### Énoncé 1
Restitue sous forme de liste JSON de chaînes, une chaîne par ligne et sans les lignes vides, toutes les lignes de données depuis celle qui contient « Task: Where can the bare » jusqu'à la dernière ligne de données incluse.

### Extrait du texte
★ ★ ★ ★
Comment reconnaître un bobo à Barcelone

En arrivant à Barcelone, le citadin français, qu’il soit de Bordeaux, Nantes ou Paris, pousse un soupir de soulagement. Exit les Stan Smith, les marinières et les lunettes carrées. Le bobo est une créature hexagonale, un phénomène purement parisien, se dit-il avec une naïveté confondante.

Photos : ajuntament de Barcelona

Il se félicite : ici, point de hipsters avec des tote bags illustrés par Jean Jullien ou de débats houleux sur le meilleur extracteur de jus.  Mais une fois gratté le vernis de la ville cosmopolite et cool, le nouvel arrivant découvre une réalité glaçante. Barcelone est une ville bohème par excellence, où s’observent de nouvelles sous-espèces d’intellos écolo-branchés, plus donneurs de leçons que n’importe quel habitant du 11ème arrondissement.
★ ★ ★ ★
### Extrait des données
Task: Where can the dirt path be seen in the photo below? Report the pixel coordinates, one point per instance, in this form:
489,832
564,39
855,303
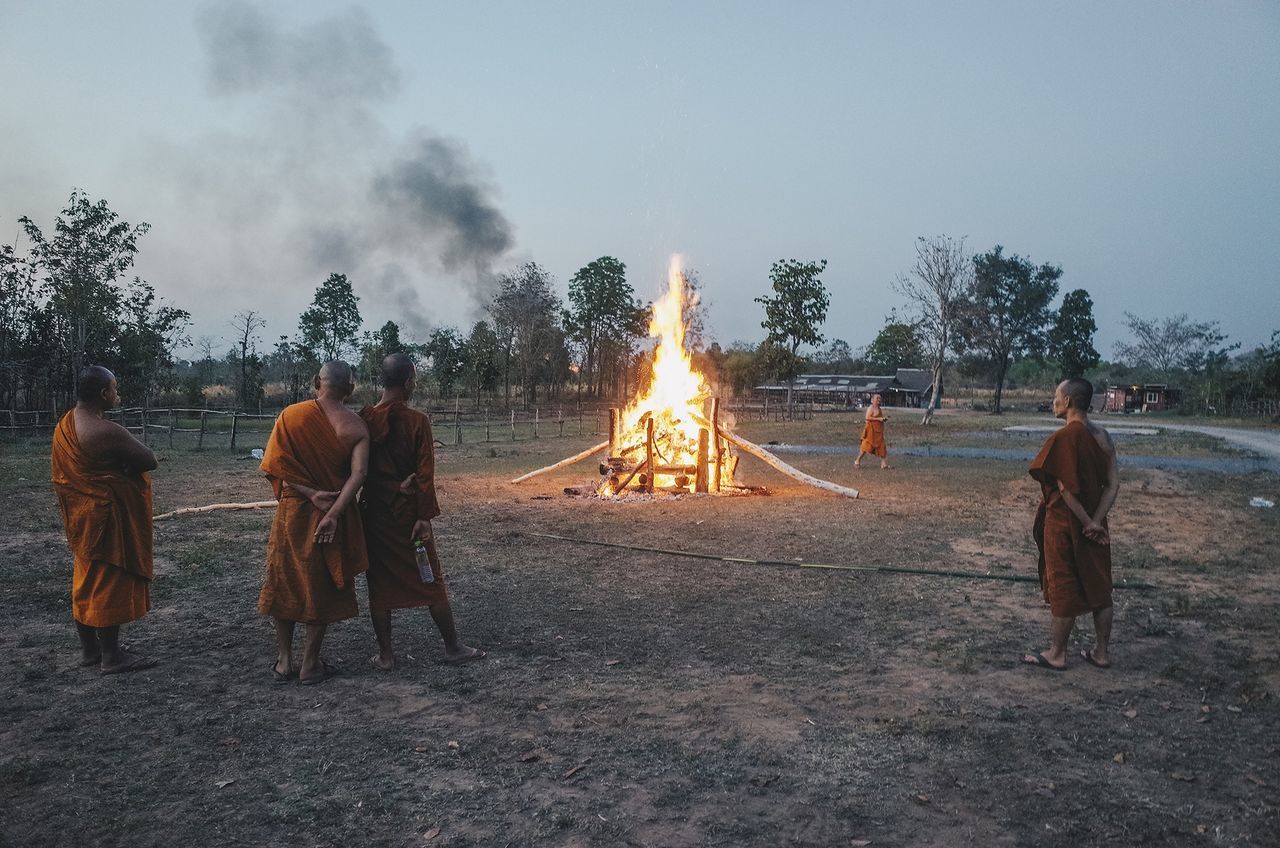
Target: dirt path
1264,442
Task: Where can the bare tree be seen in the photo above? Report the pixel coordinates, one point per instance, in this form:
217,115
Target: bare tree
935,288
246,326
★ ★ ★ ★
### Énoncé 2
Dans le texte sur les bobos à Barcelone, quelles villes françaises sont citées comme origine possible du citadin qui arrive à Barcelone ?

### Résultat 1
[
  "Task: Where can the bare tree be seen in the photo above? Report the pixel coordinates, one point per instance, in this form:",
  "217,115",
  "Target: bare tree",
  "935,288",
  "246,326"
]

### Résultat 2
Bordeaux, Nantes et Paris.